* [TASK INSTRUCTIONS]
Output each entry exactly; skip nothing.

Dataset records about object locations
+ + + + + + +
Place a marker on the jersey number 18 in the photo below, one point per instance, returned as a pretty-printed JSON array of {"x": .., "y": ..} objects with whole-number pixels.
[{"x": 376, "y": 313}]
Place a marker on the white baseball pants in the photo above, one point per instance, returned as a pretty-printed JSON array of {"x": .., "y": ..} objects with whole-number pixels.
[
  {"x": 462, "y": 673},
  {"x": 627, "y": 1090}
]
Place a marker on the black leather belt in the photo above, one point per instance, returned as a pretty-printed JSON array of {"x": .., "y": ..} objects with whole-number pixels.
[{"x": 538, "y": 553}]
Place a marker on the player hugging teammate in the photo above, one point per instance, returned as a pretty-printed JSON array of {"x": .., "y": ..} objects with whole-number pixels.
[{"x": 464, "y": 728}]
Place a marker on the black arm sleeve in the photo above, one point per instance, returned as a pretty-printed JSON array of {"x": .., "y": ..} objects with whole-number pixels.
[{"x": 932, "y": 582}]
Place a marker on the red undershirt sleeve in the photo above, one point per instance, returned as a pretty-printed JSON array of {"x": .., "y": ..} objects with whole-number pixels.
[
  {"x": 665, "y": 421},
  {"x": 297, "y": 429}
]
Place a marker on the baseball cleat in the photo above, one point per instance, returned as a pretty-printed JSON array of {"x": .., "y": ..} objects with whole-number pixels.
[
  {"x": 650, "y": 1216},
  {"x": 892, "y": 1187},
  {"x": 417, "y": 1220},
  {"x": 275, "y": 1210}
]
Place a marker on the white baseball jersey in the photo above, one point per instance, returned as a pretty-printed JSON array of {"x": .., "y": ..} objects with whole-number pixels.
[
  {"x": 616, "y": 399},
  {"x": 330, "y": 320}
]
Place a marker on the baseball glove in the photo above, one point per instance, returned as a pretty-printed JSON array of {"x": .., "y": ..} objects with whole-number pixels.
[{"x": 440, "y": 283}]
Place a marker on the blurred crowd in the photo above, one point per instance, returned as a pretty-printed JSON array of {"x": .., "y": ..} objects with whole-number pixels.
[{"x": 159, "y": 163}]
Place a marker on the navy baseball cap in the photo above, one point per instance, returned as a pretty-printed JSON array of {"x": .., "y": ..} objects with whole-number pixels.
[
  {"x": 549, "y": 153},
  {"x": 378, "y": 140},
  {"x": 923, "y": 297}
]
+ + + + + + +
* [TASK OUTPUT]
Place a marker on the jersey number 18 in the photo below, one point per instance, returned as a pretty-printed JSON array of {"x": .., "y": ..} objects with whole-number pixels.
[{"x": 376, "y": 313}]
Place a marker on the white baseball pants in the photo above, one point per instance, returned as a pretty-printed JSON array of {"x": .., "y": ..} objects with whole-number pixels.
[
  {"x": 462, "y": 673},
  {"x": 627, "y": 1090}
]
Place a marker on the black leather belt in the photo above, one point per instance, returned as a pretty-printed JSON array of {"x": .., "y": ..} objects with whole-number pixels.
[{"x": 538, "y": 553}]
Place a marker on the player hugging teammate in the photo above, one point per instance, returned as a pretty-printed JSON array of {"x": .., "y": ..} objects with whole-number pixels.
[{"x": 464, "y": 728}]
Place a marker on the black arm sleeve in the photo above, one point per instance, returned as a pretty-printed JSON array of {"x": .., "y": ..} objects with whole-number pixels.
[{"x": 932, "y": 582}]
Place a marker on the red undershirt sleeve in the photo above, one point per instance, returned as a pretty-printed JSON array of {"x": .., "y": ..} objects with whole-number pixels.
[
  {"x": 665, "y": 421},
  {"x": 297, "y": 429}
]
Place a marker on the baseball cleat in the photo above, one point per instance, returned as a pretty-printed JSON array of {"x": .., "y": ..} objects with whole-number pixels.
[
  {"x": 650, "y": 1216},
  {"x": 892, "y": 1187},
  {"x": 417, "y": 1220},
  {"x": 275, "y": 1210}
]
Place a marker on the white baseball jersey in the photo above, one point per instance, returned as a pretty-printed JSON array of {"x": .., "y": ..} objects with whole-number pixels.
[
  {"x": 616, "y": 399},
  {"x": 330, "y": 320}
]
Place a marker on the baseball glove in the photo above, one point per instance, returned as a pretty-printed JSON array of {"x": .., "y": ..} objects with whole-number pixels.
[{"x": 440, "y": 283}]
Place a marker on the blurred crowd in the photo above, one point per instance, returned as a pretty-printed JSON array of {"x": .., "y": ..} objects with whole-number pixels.
[{"x": 159, "y": 163}]
Place a marker on the navy baseball cap in the photo above, one point per instance, returned as a pretty-printed JSON array of {"x": .., "y": ..} objects with whole-number pixels.
[
  {"x": 549, "y": 153},
  {"x": 378, "y": 140},
  {"x": 923, "y": 297}
]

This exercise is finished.